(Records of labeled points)
>> START

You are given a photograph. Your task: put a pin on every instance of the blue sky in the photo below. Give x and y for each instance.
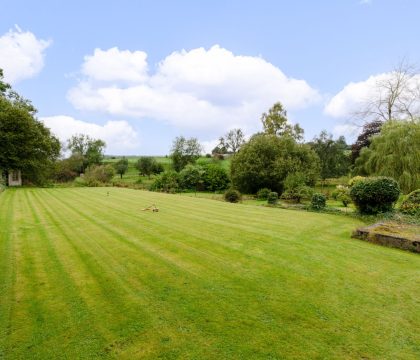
(140, 73)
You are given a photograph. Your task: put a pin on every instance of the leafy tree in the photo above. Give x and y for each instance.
(148, 165)
(232, 141)
(90, 150)
(266, 160)
(185, 151)
(215, 177)
(121, 166)
(191, 177)
(25, 143)
(333, 156)
(396, 96)
(168, 181)
(364, 139)
(394, 153)
(275, 123)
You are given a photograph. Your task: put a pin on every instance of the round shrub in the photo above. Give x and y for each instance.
(318, 201)
(232, 195)
(411, 205)
(272, 198)
(355, 180)
(375, 195)
(263, 193)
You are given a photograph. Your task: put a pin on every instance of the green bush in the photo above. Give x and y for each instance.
(98, 175)
(232, 195)
(342, 193)
(215, 177)
(263, 193)
(168, 181)
(411, 205)
(375, 195)
(355, 180)
(273, 198)
(296, 187)
(318, 201)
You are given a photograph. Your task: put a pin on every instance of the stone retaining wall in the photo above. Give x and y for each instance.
(374, 234)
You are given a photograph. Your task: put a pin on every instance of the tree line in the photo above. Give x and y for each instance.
(276, 158)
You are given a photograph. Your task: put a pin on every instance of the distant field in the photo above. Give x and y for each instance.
(85, 273)
(132, 174)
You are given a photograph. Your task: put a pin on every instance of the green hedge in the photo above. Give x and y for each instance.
(375, 195)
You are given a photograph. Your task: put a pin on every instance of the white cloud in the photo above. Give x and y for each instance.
(116, 65)
(349, 131)
(355, 95)
(119, 136)
(197, 89)
(21, 55)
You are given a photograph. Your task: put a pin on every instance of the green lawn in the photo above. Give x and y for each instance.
(84, 274)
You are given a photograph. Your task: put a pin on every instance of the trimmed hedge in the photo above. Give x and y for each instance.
(375, 195)
(411, 205)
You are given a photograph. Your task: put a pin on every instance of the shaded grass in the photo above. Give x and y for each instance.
(87, 275)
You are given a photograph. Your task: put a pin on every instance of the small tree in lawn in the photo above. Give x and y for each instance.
(185, 151)
(121, 166)
(147, 166)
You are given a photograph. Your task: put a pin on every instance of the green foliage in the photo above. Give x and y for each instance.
(97, 175)
(191, 177)
(25, 143)
(167, 181)
(272, 198)
(263, 193)
(395, 153)
(333, 155)
(64, 171)
(411, 205)
(215, 178)
(318, 201)
(375, 195)
(148, 165)
(266, 160)
(121, 166)
(296, 188)
(184, 151)
(355, 180)
(364, 139)
(91, 151)
(232, 195)
(343, 195)
(275, 123)
(231, 142)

>> END

* [THE EXERCISE]: Can you reproduce all of the material above word for word, with the picture left out?

* [TASK RESULT]:
You are given a photograph. Your task: put a pin on every instance of the blue sky in the photo below. Give x and y for each instance.
(140, 73)
You are given a photograph. Your task: put a pin on every instance of the leafy tree in the photo above. Give x and y for each instance.
(148, 165)
(232, 141)
(90, 150)
(266, 160)
(185, 151)
(215, 177)
(121, 166)
(191, 177)
(25, 143)
(333, 156)
(396, 96)
(168, 181)
(364, 139)
(394, 153)
(275, 123)
You are given a photograph. Your task: put a pin on every instance of the round shrub in the photo above. Give x and y for each instance.
(318, 201)
(232, 195)
(411, 205)
(272, 198)
(355, 180)
(375, 195)
(263, 193)
You are given a photograph. Your task: put a pin on every instance of the green bush in the photo above. Give x and y for each instance.
(98, 175)
(232, 195)
(342, 193)
(215, 177)
(263, 193)
(168, 181)
(411, 205)
(375, 195)
(355, 180)
(273, 198)
(296, 187)
(318, 201)
You are given a photograph. Your task: put a pin on every instance of the stone retaining wall in the photo above. Give x and y for each instance.
(374, 234)
You are given a photograph. Your task: put a pin on every instance of the tree line in the photo above. Give x and y for each instance.
(276, 158)
You are given a photograph. Your task: put a pin on every instance of the distant field in the photo above. Give x and y for each instance.
(85, 273)
(132, 174)
You are given a photograph. Your task: put a pin on every instance of the green hedge in the photo above. Give x and y for each instance.
(375, 195)
You are given a photograph. Your task: put a pin on every instance of the white cloud in the photo above. Give x and y for each instance.
(116, 65)
(349, 131)
(355, 95)
(119, 136)
(197, 89)
(21, 55)
You are given a photograph. Your task: put a pin on every instance of the green lawn in the photo above. Give x and y for each instance.
(84, 274)
You are given a photograph. Your task: put a pin on every instance of the trimmed hedge in the photo above. Give x and y for each instance.
(375, 195)
(411, 205)
You are given a photograph. Your task: put a pin on every instance of the shaded grass in the photo above. Give x and y for each instance.
(87, 275)
You are given a photograph. Your task: put a pin on every instance of the small tree in lawn in the photo above. Give x and y for each instance.
(185, 151)
(121, 166)
(147, 166)
You are given a photograph. Your task: put a pin on every instance of the green foliage in the photo above. Give x and y for each instance.
(97, 175)
(191, 177)
(25, 143)
(167, 181)
(272, 198)
(263, 193)
(395, 153)
(333, 155)
(64, 171)
(411, 205)
(215, 178)
(318, 201)
(375, 195)
(148, 165)
(266, 160)
(121, 166)
(296, 188)
(184, 151)
(355, 180)
(364, 139)
(91, 151)
(232, 195)
(343, 195)
(275, 123)
(231, 142)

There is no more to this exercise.